╔══

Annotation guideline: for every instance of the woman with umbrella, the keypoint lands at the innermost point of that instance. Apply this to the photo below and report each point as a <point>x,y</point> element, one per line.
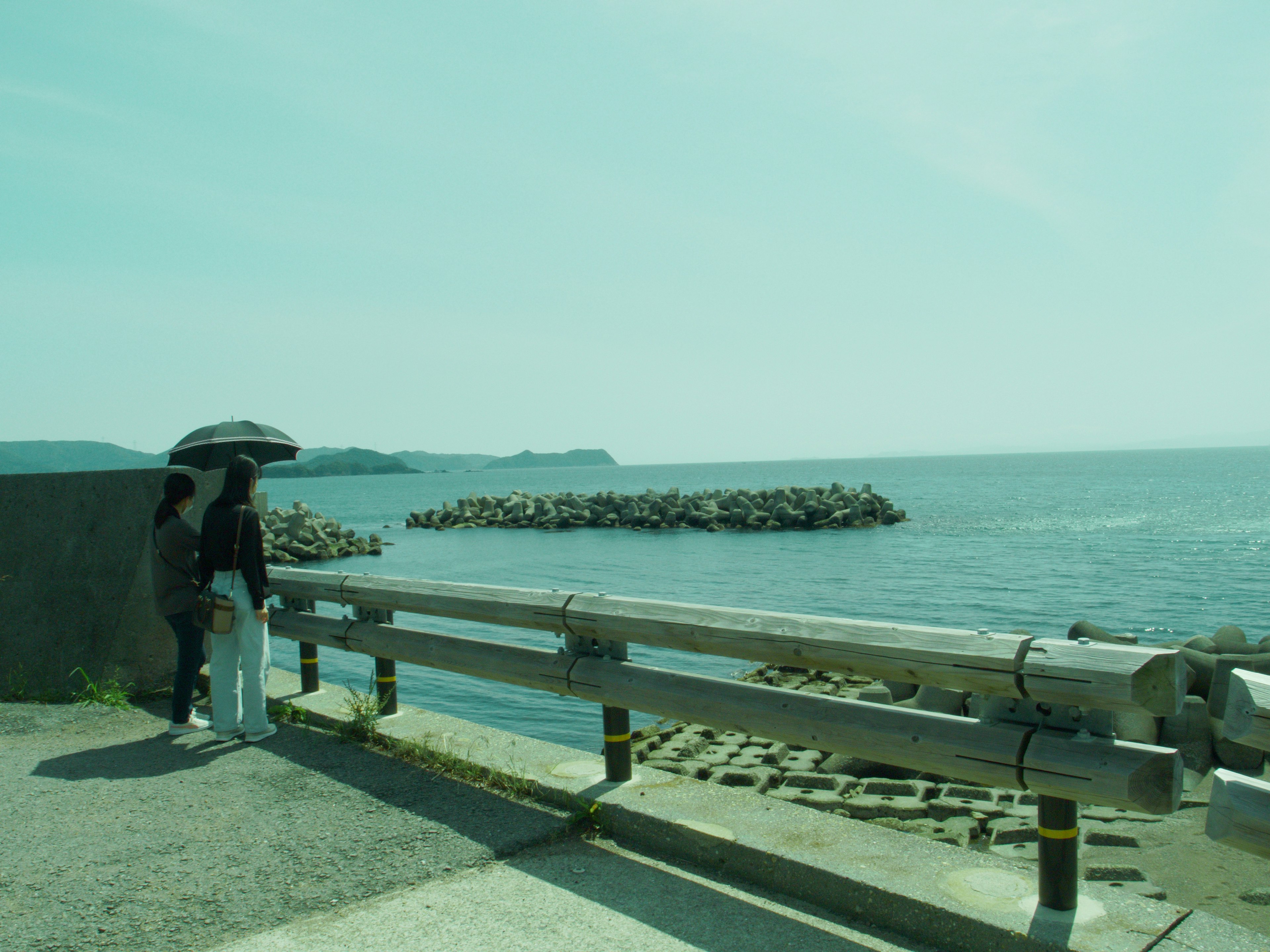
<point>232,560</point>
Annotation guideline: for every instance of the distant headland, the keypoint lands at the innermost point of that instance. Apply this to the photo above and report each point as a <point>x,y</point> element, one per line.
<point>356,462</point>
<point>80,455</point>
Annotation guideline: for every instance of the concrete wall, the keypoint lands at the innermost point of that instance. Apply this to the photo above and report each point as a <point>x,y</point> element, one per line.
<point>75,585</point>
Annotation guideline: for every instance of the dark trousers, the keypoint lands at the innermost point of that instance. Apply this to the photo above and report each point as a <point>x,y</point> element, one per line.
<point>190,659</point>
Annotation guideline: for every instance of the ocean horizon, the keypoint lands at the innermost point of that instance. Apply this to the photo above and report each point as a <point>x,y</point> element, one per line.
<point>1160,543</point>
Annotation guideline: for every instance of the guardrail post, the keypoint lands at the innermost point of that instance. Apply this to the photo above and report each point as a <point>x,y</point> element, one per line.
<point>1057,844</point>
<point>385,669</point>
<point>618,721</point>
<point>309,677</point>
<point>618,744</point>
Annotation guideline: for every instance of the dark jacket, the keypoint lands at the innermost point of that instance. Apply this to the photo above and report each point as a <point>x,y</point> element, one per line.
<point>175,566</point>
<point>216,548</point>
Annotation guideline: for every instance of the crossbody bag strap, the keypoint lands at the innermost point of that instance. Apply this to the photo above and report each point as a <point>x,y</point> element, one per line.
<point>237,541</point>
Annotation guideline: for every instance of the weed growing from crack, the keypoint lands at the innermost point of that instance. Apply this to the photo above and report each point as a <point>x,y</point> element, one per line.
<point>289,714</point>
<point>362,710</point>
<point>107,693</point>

╚══

[Work to be completed]
Please reproduce each entry exactly as given and omit the pictures.

[Answer box]
Annotation guideline: for every instance of the woman with umbrella, the keypoint lands at the innermost point of that instance. Apply this to the photo below and report each point as a <point>x,y</point> element, one per line.
<point>232,560</point>
Annotation guideline: for every instance of the distant headland, the keypoint lands at the innermost point of that instance. Apply this to the photo above and report each point as a <point>x,y</point> element, one per line.
<point>356,462</point>
<point>80,455</point>
Annotation guideline: for every instance of the concrete wall, the keypoint lands at the innermost point of that instance. Apply this to the photo above and report each point as a <point>x,y</point> element, one per line.
<point>75,585</point>
Annotation guideline: for every instance of the dark trousers, the keypoint lands at the innermost point of that instance. Apply this to the photo above and report each point as a <point>x,y</point> element, one per line.
<point>190,659</point>
Annotation guideline: for every instance of the ocean horizon, the keypoint lands at the innermost point of that instance. Apply this to the photo above and report each point as a <point>x,y</point> element, one per line.
<point>1160,543</point>
Annotation guideline: for every instance of the guardrail post, the keypoint lands at the innermost point of that instance. Apply this to the photo above and report each point as a <point>x,y</point> element, one per line.
<point>1057,844</point>
<point>385,669</point>
<point>618,721</point>
<point>309,677</point>
<point>618,744</point>
Annotation guideline: for every instance of the dark jacket, the keypoint lands at the innermost point of that instance. Apply this to the photo above and report each point as a <point>x,y</point> element, one per line.
<point>175,566</point>
<point>216,548</point>
Annotation guideline: for every instance of the crossbody bag strap, the keypoint lands at the innermost point of that instance. Apply this to the photo above and report each point as a <point>x,y</point> element, one per line.
<point>237,541</point>
Annotation guideline: for every instance of the weed growing from crack, the keypoint lands at the innermost point of that instance. Apply this to the photo above and report each point as a <point>x,y</point> element, one per line.
<point>289,714</point>
<point>362,710</point>
<point>107,693</point>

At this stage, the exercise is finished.